If all you can ski confidently is groomers, then the tram is beyond your skill set. I'm sure you could probably survive skiing it from the top, but If I was on the patrol there, and you asked me that question, I'd recommend you didn't go there. It isn't intermediate terrain, and inadequate skills could be a hazard to yourself and others.

 

If you decided to go there anyway, it would be very wise to have someone with you to show you the way, it is very easy to get lost up on top if you're not used to it, and you might end up on something much more than you bargained for.

 

Consider your responsibility in going there pursuant to Montana Law, which in part states:

 

A skier shall know the range of the skier's ability and safely ski within the limits of that ability and the skier's equipment so as to negotiate any section of terrain or ski slope and trail safely and without injury or damage. A skier shall know that the skier's ability may vary because of ski slope and trail changes caused by weather, grooming changes, or skier use.

post #9 of 16

Not a local but skied there 25 - 30 times in the past 25 years.  Volantaddict is right that the peak is probably beyond your skill set if you can only ski groomers comfortably and safely.  Liberty bowl is the easiest way down but it is not easy.  A solid upper-intermediate who can safely ski steep ungroomed (slowly and carefully) could get down Liberty bowl in good conditions.  Don't think of skiing anywhere else off the peak -- very steep experts only skiing that could be very dangerous if you lack the skills.

 

Here's a suggestion:  you get to the tram that takes you to the peak by riding the bowl triple chair.  Take the triple chair but don't ski down to the tram.  Instead, ski to your right (clockwise) to the bowl.  Most people ski the first one-third because it is the easiest. Start there.  If you are struggling there, stop and don't try the peak.  If that's easy for you then take another run to the last third (south wall) where it is the steepest.  If you can ski the south wall safely it is about the pitch you will find in Liberty bowl.

* [Record list]:
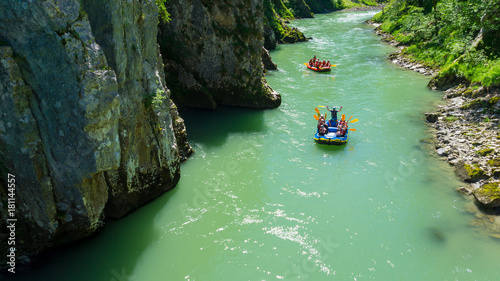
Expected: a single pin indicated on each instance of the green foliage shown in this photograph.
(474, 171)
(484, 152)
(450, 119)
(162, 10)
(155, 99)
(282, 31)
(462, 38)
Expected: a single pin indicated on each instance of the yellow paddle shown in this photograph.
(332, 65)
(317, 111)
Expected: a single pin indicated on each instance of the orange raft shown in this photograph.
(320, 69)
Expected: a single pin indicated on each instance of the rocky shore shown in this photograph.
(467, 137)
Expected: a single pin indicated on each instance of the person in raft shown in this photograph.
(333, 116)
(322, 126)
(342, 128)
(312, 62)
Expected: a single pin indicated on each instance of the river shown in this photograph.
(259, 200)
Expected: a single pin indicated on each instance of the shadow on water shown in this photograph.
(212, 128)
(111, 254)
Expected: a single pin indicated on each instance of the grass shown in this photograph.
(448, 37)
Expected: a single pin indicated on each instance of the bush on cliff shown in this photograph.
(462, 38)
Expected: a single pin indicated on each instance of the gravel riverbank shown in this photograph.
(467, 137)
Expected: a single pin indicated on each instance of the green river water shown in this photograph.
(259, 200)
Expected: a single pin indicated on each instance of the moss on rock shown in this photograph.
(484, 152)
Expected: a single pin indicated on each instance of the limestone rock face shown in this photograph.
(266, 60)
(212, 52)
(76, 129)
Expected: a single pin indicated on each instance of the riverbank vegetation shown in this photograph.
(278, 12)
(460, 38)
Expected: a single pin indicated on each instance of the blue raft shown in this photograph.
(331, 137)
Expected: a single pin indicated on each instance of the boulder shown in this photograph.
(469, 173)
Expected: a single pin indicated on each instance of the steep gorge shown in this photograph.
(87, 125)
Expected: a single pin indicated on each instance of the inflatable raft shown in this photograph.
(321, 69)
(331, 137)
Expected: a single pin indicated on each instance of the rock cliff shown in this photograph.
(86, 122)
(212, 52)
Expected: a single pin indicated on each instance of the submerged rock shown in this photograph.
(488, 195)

* [Required work]:
- 1) Answer these from the ski forum excerpt, one line each:
(a) Which route down from the peak is called the easiest?
(b) Which chair do you ride to reach the tram to the peak?
(c) Which state's law is quoted on a skier's responsibility?
- 2) Summarize the ski forum excerpt in two sentences.
- 3) Write out the ski forum excerpt from "A skier shall know the" to "or skier use." without changing any words.

* [Solutions]:
- 1)
(a) Liberty bowl
(b) The bowl triple chair
(c) Montana

- 2) A skier who can only ski groomers confidently is told the tram is beyond their skill set and is not intermediate terrain, and Montana law requires skiers to ski within the limits of their ability. A second poster calls Liberty bowl the easiest but still difficult way down from the peak and suggests first skiing the bowl off the triple chair, starting with its easiest first third and moving to the steeper south wall, which is about the pitch of Liberty bowl.

- 3)
A skier shall know the range of the skier's ability and safely ski within the limits of that ability and the skier's equipment so as to negotiate any section of terrain or ski slope and trail safely and without injury or damage. A skier shall know that the skier's ability may vary because of ski slope and trail changes caused by weather, grooming changes, or skier use.